▸ **SET EXERCISE 1**
Return the passage from the statistics exercises below word for word, beginning at the words "15. A researcher" and stopping after the words "(Use a = 0.05)".

▸ **TEXT SHOWN**
5. A political polling company wants to know if there are differences among people of different political parties with respect to their views on a bill recently proposed in Congress. The company conducted a survey of 300 people and got the following results. Do the results support the hypothesis that there are differences among people in different political parties regarding their views on this bill? (Use a = 0.10)

Republicans Democrats Independents

Strongly Agree 50 10 20

Agree 20 10 15

Neutral 20 20 10

Disagree 10 35 20

Strongly Disagree 10 30 20

15. A researcher in a private, for-profit university wants to determine whether the average starting salaries differ among recent graduates from their nursing, engineering, business and education programs. He randomly selects graduates from each of these programs and determines their starting salaries (see table below). Is there a significant difference in starting salaries among the four programs? NOTE: values are in $1,000. (Use a = 0.05)

▸ **PROVIDED DATA**

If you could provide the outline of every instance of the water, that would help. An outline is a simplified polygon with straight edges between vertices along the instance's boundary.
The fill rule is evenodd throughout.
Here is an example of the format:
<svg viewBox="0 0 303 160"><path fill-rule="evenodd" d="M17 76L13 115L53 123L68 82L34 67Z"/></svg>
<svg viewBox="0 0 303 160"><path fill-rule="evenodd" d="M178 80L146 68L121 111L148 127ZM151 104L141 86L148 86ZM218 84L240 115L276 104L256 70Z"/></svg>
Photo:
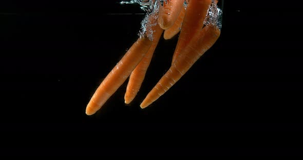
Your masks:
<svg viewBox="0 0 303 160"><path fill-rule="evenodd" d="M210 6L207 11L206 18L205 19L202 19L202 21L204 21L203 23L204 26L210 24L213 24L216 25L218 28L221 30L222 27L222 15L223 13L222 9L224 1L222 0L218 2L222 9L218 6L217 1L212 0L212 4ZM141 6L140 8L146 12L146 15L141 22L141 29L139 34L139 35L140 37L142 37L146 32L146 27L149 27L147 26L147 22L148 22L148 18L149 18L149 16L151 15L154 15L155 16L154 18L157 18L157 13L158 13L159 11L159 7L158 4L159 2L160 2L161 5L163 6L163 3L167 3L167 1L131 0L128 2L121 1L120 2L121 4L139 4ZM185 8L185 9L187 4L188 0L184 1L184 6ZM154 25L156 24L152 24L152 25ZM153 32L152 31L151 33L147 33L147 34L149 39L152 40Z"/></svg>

--

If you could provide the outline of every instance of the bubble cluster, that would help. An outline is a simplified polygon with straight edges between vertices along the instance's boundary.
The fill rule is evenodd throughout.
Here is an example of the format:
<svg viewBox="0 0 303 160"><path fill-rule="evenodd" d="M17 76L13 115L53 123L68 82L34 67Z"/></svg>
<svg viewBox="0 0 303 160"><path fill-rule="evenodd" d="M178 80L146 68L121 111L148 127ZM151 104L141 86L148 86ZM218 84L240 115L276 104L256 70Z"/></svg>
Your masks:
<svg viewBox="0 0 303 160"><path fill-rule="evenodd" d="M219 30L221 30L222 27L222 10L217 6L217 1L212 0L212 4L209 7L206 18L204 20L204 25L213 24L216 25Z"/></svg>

▸ **SET EXERCISE 2**
From the rows above, retype exactly the lines beginning at the line that has "the water, that" and stopping after the line that has "6L207 11L206 18L205". Omit the pictures from your answer.

▸ **RESPONSE 1**
15. A researcher in a private, for-profit university wants to determine whether the average starting salaries differ among recent graduates from their nursing, engineering, business and education programs. He randomly selects graduates from each of these programs and determines their starting salaries (see table below). Is there a significant difference in starting salaries among the four programs? NOTE: values are in $1,000. (Use a = 0.05)

▸ **RESPONSE 2**
If you could provide the outline of every instance of the water, that would help. An outline is a simplified polygon with straight edges between vertices along the instance's boundary.
The fill rule is evenodd throughout.
Here is an example of the format:
<svg viewBox="0 0 303 160"><path fill-rule="evenodd" d="M17 76L13 115L53 123L68 82L34 67Z"/></svg>
<svg viewBox="0 0 303 160"><path fill-rule="evenodd" d="M178 80L146 68L121 111L148 127ZM151 104L141 86L148 86ZM218 84L240 115L276 104L256 70Z"/></svg>
Photo:
Your masks:
<svg viewBox="0 0 303 160"><path fill-rule="evenodd" d="M210 6L207 11L206 18L205 19L202 19L202 21L204 21L203 23L204 26L210 24L213 24L216 25L218 28L221 30L222 27L222 15L223 13L222 9L224 1L222 0L218 2L222 9L218 6L217 1L212 0L212 4ZM141 6L140 8L146 12L146 15L141 22L141 29L139 34L139 35L140 37L142 37L146 32L146 27L149 27L147 26L147 22L148 22L148 18L149 18L149 16L151 15L154 15L155 16L154 18L157 18L157 13L158 13L159 11L159 7L158 4L159 2L160 2L161 5L163 6L163 3L167 3L167 1L131 0L128 2L121 1L120 2L121 4L139 4ZM185 8L185 9L187 4L188 0L184 1L184 6ZM154 25L156 24L152 24L152 25ZM153 32L152 31L151 33L147 33L147 34L149 39L152 40Z"/></svg>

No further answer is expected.